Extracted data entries

/---

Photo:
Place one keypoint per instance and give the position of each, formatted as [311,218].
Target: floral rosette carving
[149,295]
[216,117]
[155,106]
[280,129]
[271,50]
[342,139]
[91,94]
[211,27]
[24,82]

\---

## Problem statement
Please edit the entries above so that "keypoint" becomes "marker", leaving everything else unchanged.

## Full output
Photo:
Place one marker per instance and give the position of each, formatted as [311,218].
Target: floral rosette carving
[149,295]
[216,117]
[155,106]
[280,129]
[271,50]
[342,139]
[91,94]
[211,27]
[24,82]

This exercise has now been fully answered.